STORED DATA
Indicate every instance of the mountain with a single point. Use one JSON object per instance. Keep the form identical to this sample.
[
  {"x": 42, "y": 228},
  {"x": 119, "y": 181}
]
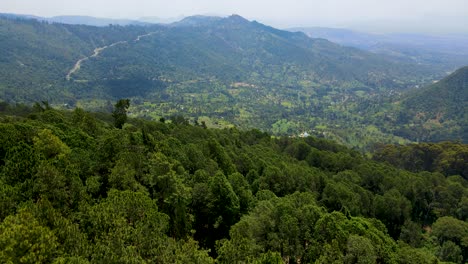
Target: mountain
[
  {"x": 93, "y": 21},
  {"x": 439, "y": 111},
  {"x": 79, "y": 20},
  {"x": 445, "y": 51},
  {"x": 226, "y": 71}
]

--

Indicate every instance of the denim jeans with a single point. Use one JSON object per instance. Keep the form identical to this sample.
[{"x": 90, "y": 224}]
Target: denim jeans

WHAT YOU HAVE TO DO
All lines in the listing above that contain "denim" should be shown.

COMPLETED EXERCISE
Indicate every instance of the denim jeans with a single point. Use one JSON object per instance. Keep the form identical to this sample.
Target: denim jeans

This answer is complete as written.